SELECTED EXTRACT:
— Start —
What ever happened to…

Dear LTTers,

We’ve been with you for awhile now and over the past year and 4 months we’ve talked about a lot. A lot of themes and characters have come and gone. Some people who were SO vital to our – err- organization are like distant memories. Today we begin a new series where we dig into the past and find out whatever happened to… whoever we’ve sadly stopped talking about. First on today’s list…..

Buttcrack Santa

After his wild success playing the role of “Buttcrack Santa” in Twilight in 2008, Ned Bellamy went on to star as a secondary, mostly-forgotten character in a few episodes of 2 different, barely watched television shows and as the highly popular character named “Cabinet Member” in the television series 24. No- I got that wrong. He was the “character name “Cabinet Member” in the highly popular television series 24. He has not yet worked in 2010.

In his spare time he either writes or reads one-shot fan fic about himself:

Just in time for Christmas! This is what I think happened during the “butt-crack Santa incident”. Written in Waylon’s POV One-shot.

Seeing Bella all grown up reminded me of the last time I saw her. It was Christmas. Charlie brought four-year-old Bella to a Christmas party. I decided to suprise the kids and dress up like Santa Clause. Well, the suit was a little big, so I stuffed it with a few pillows.
— End —
AVAILABLE DATA:
— Start —
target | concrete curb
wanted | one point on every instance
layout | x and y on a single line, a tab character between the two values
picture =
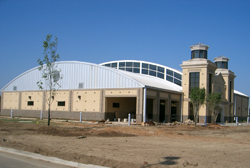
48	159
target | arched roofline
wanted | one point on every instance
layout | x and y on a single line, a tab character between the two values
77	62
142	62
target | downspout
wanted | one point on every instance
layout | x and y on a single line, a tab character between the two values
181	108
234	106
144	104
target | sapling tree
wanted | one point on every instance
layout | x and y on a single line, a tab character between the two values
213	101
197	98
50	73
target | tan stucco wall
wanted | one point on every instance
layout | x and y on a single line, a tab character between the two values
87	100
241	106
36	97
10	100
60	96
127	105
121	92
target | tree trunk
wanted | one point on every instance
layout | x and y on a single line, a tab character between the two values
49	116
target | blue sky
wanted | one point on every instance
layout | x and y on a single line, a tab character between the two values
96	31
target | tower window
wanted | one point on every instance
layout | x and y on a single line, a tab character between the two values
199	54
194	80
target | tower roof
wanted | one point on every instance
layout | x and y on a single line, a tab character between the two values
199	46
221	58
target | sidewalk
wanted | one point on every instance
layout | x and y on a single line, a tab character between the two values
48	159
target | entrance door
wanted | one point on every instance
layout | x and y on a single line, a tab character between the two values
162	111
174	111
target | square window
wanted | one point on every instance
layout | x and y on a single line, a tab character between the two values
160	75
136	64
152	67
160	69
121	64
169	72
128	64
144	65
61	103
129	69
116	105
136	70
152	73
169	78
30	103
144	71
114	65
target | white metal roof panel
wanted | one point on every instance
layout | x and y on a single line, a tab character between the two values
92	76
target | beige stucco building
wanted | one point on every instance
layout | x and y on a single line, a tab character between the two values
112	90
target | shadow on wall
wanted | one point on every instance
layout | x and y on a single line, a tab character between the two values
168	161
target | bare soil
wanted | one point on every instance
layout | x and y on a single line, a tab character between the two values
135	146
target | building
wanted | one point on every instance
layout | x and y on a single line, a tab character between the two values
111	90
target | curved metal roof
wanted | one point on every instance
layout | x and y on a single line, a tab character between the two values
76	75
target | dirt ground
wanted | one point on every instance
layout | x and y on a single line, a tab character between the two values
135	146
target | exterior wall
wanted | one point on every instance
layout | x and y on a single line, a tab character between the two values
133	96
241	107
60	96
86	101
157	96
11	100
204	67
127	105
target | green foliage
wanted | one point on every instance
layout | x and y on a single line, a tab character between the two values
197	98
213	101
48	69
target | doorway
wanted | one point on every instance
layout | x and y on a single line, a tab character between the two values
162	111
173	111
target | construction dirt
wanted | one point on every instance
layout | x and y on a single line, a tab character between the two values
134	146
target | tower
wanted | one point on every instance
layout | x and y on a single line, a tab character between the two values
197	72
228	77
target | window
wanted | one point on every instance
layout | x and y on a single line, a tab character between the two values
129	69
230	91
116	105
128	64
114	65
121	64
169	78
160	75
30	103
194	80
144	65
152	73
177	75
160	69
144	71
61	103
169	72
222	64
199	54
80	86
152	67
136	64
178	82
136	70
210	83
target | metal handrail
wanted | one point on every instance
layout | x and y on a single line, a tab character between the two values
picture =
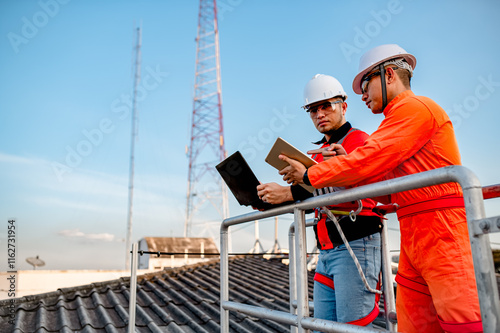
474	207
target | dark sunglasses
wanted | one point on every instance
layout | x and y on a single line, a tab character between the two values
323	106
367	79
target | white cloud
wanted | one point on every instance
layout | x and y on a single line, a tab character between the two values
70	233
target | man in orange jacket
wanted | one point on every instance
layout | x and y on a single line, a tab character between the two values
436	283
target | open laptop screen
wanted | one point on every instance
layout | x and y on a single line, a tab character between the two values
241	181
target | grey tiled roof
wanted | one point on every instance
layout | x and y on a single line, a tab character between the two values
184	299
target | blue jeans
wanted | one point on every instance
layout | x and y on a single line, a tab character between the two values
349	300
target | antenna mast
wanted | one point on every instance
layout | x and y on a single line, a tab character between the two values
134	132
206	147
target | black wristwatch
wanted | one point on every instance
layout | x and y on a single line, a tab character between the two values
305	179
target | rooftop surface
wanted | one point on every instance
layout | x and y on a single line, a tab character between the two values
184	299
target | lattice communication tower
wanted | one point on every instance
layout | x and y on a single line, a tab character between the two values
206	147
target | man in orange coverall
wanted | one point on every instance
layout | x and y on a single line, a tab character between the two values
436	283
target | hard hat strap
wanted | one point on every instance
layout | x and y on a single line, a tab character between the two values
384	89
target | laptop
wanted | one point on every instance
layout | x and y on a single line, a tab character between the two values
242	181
— End —
TASKS TO COMPLETE:
1. Reproduce verbatim the lines of the records from the line that contains "target | man in orange coverall" through the last line of the records, including both ends.
2. Carry on the blog post about Buttcrack Santa, picking up after its final sentence.
The text and the records were drawn from unrelated sources.

SOLVED TASKS:
1.
target | man in orange coverall
wanted | one point on every instance
layout | x and y on a single line, a tab character between the two values
436	283
target | hard hat strap
wanted | one point on every instance
layout | x and y on a single line, a tab character between the two values
384	89
target | laptop
wanted | one point on every instance
layout | x and y on a single line, a tab character between the two values
242	181

2.
At about seven o’clock, I came out to give out the presents. All the kids lit up, especially Bella. I gave out all the presents from under the tree. There was one last present left, but the bow was stuck on a branch. I bent down to get it unstuck and I heard some giggling. I thought it was just from getting the present caught on the tree, but Bella blurted out, “Ew! Butt crack!” Everyone laughed. I pulled the sagging Santa pants up and finally got the present unstuck and gave it to it’s owner. The rest of the party went fine, but I didn’t get up from the couch the rest of the night. When Charlie was about to leave to take Bella home, he patted me on the back and said, “Good job, butt-crack Santa.” Bella giggled and they went home.

A.N.: Now, wasn’t that a good holiday Pick-me-up? Now click that little green button below and give me a nice, tasty review!

P.S. Beware of ill-fitting Santa suits!

(Go review that fic & make that writer’s- aka Ned Bellamy’s- day)

The 100 Monkeys

Once known for their ability to write a hit song about an every day object found in the puffy-painted canvas tote of a fan club member, the 100 Monkeys have seemed quiet as of late. Or has it just been our incredible lack of care for Jackson Rathbone as compared to the other cast members like we were accused of in a recent fan letter:

Hooray- a way for you to make up for your inexcusable neglect of Jackson Rathbone- have you been covering the 100 City tour?  did you have pictures of the black eye? did you write about the Hard Rock Las Vegas brouhaha? have you shown us awesome Last Airbender trailers?  noooo it’s all about Kellen in underwear ads and Taylor’s father for some unfathomable reason.
Anyway here’s your chance to make it all up.  Jackson and the 100 Monkeys will be in Philadelphia April 8th at the North Star and it would be lovely if you would attend and tell us about it.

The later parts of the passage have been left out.